_Goal 1:_ List each block cipher mode of operation that the passage on reusing IVs mentions by name.
_Goal 2:_ Identify every line in the rows that contains the string "tree", and copy each one. Case counts.

-- start of Supplied text --

Symmetric Encryption Don't #2: Don't re-use your IVs
Every block cipher mode of operation except for ECB (which you shouldn't use!) employs a special per-message nonce called an Initialization Vector, or IV. The basic purpose of an IV is to ensure that the encryption function works differently every time; it adds an element of randomness, or at least unpredictability to your ciphertexts.

Unfortunately, developers seem genuinely stumped by IVs. Maybe this isn't their fault. Every mode of operation has slightly different rules about how to pick IVs, and a slightly different set of consequences for when you screw it up.

So let's start with something simple. No matter what mode you use, this kind of thing is never ok:

This chunk of bad advice comes from an ancient (and hopefully obsolete) version of the AACS specification. But it's hardly the exception. Grep for "IV" in the source repositories of just about any major software house, and I guarantee you'll find plenty of stuff like this.

Why is this a problem? Let me count the ways:
  1. At a minimum, it eliminates any random behavior in the encryption scheme. With a fixed IV, a given message will always encrypt to the same ciphertext (if you're using the same key). This goes for two messages that are the same up to a certain point. See my discussion of ECB mode above for why this can be a problem.
     
  2. If you're using a stream cipher mode of operation like CTR or OFB, it's a disaster. If you encrypt two different messages with the same key, and the IV is fixed, then an attacker can XOR two ciphertexts together. This will give them the XOR of the two underlying plaintexts. (Think this will be useless? I doubt it, especially if they're clever.)

    By the way, this kind of thing also happens when people forget to change the IV when encrypting multiple versions of a file. Don't do that either.
     
  3. If you're using a chaining mode like CBC, use of a fixed IV can still lead to plaintext recovery. See, for example, this chosen plaintext attack on TLS, which only requires the adversary know which IV is being used. This type of attack is pretty tricky to implement, but it's definitely possible.

-- end of Supplied text --
-- start of Rows --

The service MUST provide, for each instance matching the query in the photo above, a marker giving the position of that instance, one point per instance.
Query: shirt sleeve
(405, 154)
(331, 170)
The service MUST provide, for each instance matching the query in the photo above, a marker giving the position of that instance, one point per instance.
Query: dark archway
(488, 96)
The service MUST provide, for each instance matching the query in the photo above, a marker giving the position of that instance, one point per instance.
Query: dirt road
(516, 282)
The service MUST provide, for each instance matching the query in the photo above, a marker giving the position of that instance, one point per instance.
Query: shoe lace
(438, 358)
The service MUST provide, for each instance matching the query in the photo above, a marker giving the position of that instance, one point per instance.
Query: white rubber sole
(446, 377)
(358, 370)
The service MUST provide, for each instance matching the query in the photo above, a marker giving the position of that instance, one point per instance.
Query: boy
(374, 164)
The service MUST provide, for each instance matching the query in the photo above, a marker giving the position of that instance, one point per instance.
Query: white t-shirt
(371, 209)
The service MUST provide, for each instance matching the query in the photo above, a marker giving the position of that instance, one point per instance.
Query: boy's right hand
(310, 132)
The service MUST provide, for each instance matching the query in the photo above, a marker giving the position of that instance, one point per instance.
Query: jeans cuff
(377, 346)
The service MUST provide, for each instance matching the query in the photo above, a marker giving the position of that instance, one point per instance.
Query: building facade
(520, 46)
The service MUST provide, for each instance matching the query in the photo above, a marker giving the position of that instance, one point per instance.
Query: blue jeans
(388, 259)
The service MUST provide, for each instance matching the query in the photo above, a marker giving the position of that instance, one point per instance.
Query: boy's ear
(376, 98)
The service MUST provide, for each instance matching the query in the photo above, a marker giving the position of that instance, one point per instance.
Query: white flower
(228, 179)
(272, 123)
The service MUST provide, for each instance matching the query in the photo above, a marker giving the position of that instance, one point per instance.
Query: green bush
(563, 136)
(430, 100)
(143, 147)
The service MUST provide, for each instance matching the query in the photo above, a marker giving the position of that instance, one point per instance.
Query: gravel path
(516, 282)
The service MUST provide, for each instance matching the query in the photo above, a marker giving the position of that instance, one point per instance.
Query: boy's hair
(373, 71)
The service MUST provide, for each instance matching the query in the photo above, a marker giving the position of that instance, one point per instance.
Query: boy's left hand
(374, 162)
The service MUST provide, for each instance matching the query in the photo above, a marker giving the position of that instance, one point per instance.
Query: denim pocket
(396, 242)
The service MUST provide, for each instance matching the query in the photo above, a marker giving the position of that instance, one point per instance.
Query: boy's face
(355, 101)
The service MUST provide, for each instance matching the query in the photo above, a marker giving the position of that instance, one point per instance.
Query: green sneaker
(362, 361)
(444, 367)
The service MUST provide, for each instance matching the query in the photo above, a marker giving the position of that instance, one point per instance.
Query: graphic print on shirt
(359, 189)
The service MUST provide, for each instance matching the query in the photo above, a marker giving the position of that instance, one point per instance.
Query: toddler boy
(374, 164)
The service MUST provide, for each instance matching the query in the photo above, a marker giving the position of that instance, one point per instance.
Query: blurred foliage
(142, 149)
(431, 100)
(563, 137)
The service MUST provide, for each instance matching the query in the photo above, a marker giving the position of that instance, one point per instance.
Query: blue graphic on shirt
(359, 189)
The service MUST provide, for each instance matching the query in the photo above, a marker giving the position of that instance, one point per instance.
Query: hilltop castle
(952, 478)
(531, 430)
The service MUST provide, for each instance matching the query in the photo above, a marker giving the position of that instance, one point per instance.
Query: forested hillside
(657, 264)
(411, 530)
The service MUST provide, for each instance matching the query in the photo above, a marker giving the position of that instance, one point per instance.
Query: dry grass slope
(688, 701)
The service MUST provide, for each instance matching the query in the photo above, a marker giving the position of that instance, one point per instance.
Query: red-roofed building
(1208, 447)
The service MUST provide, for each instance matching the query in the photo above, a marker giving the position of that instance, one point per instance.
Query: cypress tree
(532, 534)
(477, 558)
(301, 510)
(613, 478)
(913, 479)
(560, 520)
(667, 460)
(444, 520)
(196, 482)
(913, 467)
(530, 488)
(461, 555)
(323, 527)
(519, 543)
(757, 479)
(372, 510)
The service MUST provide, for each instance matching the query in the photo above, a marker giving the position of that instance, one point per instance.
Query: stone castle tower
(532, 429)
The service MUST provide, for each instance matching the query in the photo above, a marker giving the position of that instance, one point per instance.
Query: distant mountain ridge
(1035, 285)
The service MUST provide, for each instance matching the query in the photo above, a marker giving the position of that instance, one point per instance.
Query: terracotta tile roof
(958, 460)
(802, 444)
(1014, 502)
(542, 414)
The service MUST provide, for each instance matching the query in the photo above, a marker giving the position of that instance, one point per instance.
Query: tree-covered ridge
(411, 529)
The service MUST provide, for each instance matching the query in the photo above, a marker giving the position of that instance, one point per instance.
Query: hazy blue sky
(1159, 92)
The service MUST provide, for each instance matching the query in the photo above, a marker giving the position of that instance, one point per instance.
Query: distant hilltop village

-- end of Rows --

_Written answer 1:_ ECB, CTR, OFB, CBC

_Written answer 2:_
Query: cypress tree
Query: tree-covered ridge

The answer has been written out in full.